--- start ---

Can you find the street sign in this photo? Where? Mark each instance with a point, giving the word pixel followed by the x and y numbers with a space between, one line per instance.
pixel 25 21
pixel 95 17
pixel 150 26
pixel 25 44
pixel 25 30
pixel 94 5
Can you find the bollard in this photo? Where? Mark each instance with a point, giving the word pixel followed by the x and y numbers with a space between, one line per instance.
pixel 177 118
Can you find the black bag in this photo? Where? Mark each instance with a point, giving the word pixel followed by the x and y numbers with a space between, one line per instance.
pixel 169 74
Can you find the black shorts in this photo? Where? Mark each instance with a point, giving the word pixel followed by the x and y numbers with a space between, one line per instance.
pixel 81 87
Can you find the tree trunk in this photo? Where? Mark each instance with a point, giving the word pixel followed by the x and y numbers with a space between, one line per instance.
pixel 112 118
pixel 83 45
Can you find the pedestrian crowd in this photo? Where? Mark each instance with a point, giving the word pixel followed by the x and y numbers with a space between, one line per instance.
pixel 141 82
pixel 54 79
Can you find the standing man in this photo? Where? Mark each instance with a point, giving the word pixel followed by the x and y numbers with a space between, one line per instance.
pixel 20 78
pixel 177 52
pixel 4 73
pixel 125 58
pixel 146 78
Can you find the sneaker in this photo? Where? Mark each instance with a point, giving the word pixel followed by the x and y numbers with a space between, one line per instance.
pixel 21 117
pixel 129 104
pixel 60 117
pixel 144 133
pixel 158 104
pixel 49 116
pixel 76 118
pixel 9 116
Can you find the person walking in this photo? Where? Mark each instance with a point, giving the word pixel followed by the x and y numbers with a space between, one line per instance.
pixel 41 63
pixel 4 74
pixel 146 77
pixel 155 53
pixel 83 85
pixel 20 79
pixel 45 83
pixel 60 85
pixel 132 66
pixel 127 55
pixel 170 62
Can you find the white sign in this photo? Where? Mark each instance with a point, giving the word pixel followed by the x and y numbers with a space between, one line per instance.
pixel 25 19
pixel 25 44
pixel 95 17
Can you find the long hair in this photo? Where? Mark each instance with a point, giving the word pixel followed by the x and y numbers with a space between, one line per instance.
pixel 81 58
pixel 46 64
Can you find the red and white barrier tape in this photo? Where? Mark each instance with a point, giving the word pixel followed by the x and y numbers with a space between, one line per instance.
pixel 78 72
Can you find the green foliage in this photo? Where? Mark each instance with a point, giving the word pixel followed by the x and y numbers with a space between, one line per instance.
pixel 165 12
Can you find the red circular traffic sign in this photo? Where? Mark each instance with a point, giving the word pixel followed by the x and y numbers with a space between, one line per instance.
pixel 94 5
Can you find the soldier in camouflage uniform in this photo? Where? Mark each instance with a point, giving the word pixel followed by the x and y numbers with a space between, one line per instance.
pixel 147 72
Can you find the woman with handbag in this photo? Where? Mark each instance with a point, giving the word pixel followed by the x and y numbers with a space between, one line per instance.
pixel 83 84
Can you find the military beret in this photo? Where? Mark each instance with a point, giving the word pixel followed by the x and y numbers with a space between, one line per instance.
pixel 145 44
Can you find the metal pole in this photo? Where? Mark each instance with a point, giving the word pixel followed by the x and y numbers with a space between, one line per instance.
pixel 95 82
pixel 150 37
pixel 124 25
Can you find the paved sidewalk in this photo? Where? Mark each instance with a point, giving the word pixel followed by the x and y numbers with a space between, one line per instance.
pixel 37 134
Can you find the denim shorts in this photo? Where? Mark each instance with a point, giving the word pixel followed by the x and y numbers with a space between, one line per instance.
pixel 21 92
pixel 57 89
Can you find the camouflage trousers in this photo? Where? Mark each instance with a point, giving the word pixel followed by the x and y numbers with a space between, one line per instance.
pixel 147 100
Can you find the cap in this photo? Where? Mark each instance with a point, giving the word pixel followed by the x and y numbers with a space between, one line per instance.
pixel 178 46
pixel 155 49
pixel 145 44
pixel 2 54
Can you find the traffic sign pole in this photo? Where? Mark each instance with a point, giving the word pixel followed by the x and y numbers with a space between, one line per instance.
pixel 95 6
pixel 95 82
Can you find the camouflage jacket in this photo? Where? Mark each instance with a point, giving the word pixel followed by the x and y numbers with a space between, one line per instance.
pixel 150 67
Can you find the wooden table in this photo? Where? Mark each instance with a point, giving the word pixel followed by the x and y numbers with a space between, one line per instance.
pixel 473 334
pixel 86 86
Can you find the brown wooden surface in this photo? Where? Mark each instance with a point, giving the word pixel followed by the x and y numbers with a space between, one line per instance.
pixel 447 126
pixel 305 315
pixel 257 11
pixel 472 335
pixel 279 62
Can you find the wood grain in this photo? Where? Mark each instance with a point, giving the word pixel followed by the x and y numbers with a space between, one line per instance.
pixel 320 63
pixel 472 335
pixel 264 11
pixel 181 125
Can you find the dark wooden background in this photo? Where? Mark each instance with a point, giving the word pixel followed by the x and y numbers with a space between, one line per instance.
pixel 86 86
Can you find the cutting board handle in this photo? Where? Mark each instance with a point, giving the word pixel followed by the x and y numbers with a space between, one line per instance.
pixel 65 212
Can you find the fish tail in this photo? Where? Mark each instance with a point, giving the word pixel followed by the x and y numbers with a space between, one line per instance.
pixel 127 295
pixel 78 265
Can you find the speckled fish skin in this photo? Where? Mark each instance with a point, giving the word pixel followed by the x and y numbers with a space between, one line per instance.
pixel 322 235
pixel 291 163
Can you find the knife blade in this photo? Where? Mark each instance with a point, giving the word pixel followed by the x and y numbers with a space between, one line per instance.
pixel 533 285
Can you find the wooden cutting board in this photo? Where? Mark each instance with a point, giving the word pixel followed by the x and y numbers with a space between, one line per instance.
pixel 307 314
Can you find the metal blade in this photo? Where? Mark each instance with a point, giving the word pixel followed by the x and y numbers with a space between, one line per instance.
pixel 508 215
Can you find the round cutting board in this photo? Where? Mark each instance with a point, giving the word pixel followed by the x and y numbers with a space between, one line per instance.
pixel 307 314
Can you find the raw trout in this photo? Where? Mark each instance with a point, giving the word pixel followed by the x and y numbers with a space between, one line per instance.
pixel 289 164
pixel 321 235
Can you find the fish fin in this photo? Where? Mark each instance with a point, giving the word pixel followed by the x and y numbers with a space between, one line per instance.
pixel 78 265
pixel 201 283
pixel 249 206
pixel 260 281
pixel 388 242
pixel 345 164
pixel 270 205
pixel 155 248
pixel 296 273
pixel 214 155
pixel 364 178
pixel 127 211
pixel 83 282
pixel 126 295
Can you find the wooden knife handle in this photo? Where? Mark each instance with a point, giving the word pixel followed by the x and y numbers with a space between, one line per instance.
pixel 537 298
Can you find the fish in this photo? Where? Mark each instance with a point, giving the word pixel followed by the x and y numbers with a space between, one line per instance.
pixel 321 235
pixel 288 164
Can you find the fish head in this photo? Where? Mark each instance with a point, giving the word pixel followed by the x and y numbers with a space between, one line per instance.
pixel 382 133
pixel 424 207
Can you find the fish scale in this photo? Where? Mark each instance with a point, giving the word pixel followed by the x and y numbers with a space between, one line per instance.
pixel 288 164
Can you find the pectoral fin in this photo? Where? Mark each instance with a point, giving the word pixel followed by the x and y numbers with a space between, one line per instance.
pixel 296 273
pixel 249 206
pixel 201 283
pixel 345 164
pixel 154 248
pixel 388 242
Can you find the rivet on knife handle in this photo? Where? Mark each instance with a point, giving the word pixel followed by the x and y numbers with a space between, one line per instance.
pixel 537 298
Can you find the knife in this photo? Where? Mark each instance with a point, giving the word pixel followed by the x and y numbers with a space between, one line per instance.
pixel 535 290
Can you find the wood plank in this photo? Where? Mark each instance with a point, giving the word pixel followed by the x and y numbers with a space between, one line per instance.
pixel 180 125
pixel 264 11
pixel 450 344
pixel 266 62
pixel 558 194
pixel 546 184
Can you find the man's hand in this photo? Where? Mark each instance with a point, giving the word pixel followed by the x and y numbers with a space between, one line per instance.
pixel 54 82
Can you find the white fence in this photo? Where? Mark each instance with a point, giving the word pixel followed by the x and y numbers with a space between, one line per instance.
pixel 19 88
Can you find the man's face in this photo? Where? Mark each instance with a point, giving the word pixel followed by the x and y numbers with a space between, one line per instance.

--- end ---

**What you will do**
Rewrite the data from its first line through the line that has "pixel 9 116", replacing "bollard" with "traffic post" and leaving everything else unchanged.

**Task answer**
Can you find the street sign in this photo? Where? Mark each instance with a point, giving the word pixel followed by the x and y numbers with a space between, one line per instance.
pixel 25 21
pixel 95 17
pixel 150 26
pixel 25 44
pixel 25 30
pixel 94 5
Can you find the traffic post in this photo? Where? Mark each instance with a point, giving the word pixel followed by the x and y numbers with a space between, one line per instance.
pixel 177 118
Can you find the black bag in this photo? Where? Mark each instance with a point, giving the word pixel followed by the x and y numbers with a space between, one line per instance.
pixel 169 74
Can you find the black shorts in this photo? Where? Mark each instance with a point, giving the word pixel followed by the x and y numbers with a space between, one line per instance.
pixel 81 87
Can you find the tree trunk in this photo? Where? Mark each instance with a point, giving the word pixel followed by the x and y numbers with a space between, one line per instance.
pixel 112 118
pixel 83 45
Can you find the pedestrian crowd in this photo? Where? Mark each instance with a point, giving the word pixel followed by the x and y numbers with a space between, one line per instance.
pixel 141 82
pixel 54 79
Can you find the standing man in this photo? Where? Mark each instance with a point, giving the word pixel followed by the x and y numbers with a space between, one line per instance.
pixel 20 78
pixel 177 52
pixel 4 73
pixel 125 58
pixel 146 78
Can you find the sneaker in this photo? Where? Mark each instance with a point, giving the word pixel followed by the x and y numbers with a space between, one line per instance.
pixel 21 117
pixel 129 104
pixel 60 117
pixel 144 133
pixel 158 104
pixel 49 116
pixel 76 118
pixel 9 116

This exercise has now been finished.